_Passage given_.
It appears to me that, even within the recollection of living men, the Christian faith has come to be less and less regarded as a commanding and mighty power from heaven, a voice of authority, a law of holy life, but more and more as an easy going guide to future enjoyment, to a universal happiness and an indiscriminate salvation.

Bishop Huntington.

If we bear an inward enmity to all sins because they are offensive to God, if we can say that it is the desire of our souls to love Christ above all things, and to be eternal debtors to free grace, reigning through His righteousness, then we may warrantably conclude, that our faith, however weak, is yet of a saving nature.

Fisher’s Catechism.

If you feel sincerely sorry on account of your sins, and believe that Christ is able and willing to forgive you, the work is done. You may trust with all the confidence of a child who confesses his fault, and casts himself into his father’s arms. This is faith; a simple trust in the power and willingness of the Father to forgive, for the sake of what Christ the Son has done.

_Record excerpts_.
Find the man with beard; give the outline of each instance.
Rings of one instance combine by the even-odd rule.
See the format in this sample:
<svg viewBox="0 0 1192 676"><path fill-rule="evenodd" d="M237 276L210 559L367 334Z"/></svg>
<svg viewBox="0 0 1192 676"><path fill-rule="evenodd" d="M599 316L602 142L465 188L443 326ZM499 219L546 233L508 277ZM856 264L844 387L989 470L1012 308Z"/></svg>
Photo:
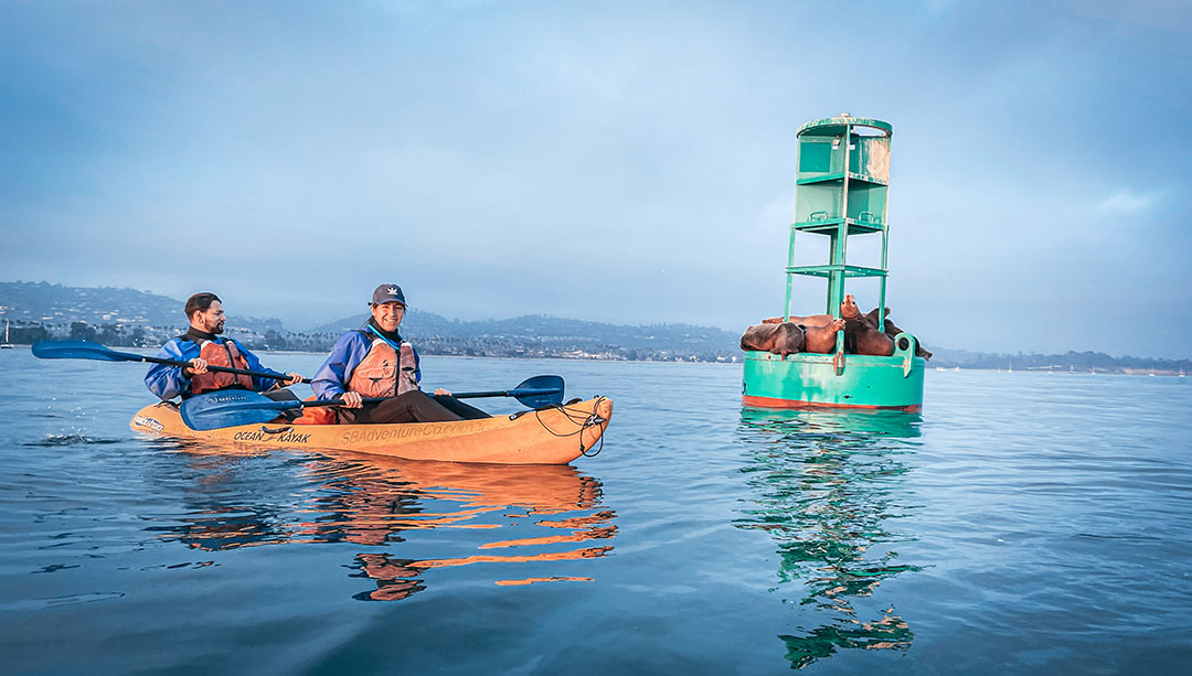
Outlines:
<svg viewBox="0 0 1192 676"><path fill-rule="evenodd" d="M219 337L225 321L219 296L210 293L192 295L186 300L186 317L191 320L191 328L162 345L157 356L190 364L186 367L154 364L145 374L145 387L149 392L162 401L179 395L188 399L195 394L219 389L249 389L275 400L298 399L280 384L283 381L287 386L302 382L303 376L298 374L285 374L288 377L274 380L207 370L211 365L283 375L262 367L256 355L236 340Z"/></svg>
<svg viewBox="0 0 1192 676"><path fill-rule="evenodd" d="M442 422L489 418L479 408L453 399L446 389L436 389L434 396L418 389L422 380L418 352L397 332L405 317L402 287L377 287L368 307L372 312L368 321L340 336L311 381L317 399L343 400L343 406L336 407L337 422ZM385 400L365 403L365 398Z"/></svg>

_Exercise_. Carry on the passage about Christian faith, picking up right after its final sentence.

_Result_.
Samuel Irenæus Prime.

Seek for a fresh invoice of grace. Unbelief can scoff or growl; faith is the nightingale that sings in the darkest hour. Faith can draw honey out of the rock and oil out of the flint. With Christ in possession and heaven in reversion, it marches to the time of the One-hundred-and-third Psalm over the roughest road, and against the most cutting blast.

T. L. Cuyler.

Here then is man’s duty. It is to receive that free and full salvation that Christ has provided. It is to stretch forth the hand of faith, and with it take the proffered salvation. It is to cling to the cross as the only hope of everlasting life. Will you do it? Weary, working, plodding one, will you, ceasing all this vain attempt to save yourself, receive Christ, and Christ alone as your Saviour?

Henry Darling.

I expect eternal life, not as a reward of merit, but a pure act of bounty. Detesting myself in every view I can take, I fly to the righteousness and atonement of my great Redeemer for pardon and salvation; this is my only consolation and hope. “Enter not into judgment, O Lord, with Thy servant; for in Thy sight shall no flesh be justified.”

Elizabeth Rowe.

If faith, then, new birth; if new birth, then sonship; if sonship, then “an heir of God, and a joint-heir with Christ.” But if you have not got your foot upon the lowest round of the ladder, you will never come within sight of the blessed face of Him who stands at the top of it, and who looks down to you at this moment, saying to you, “My child, wilt thou not at this time cry unto me, ‘Abba, Father?’”

Alexander Maclaren.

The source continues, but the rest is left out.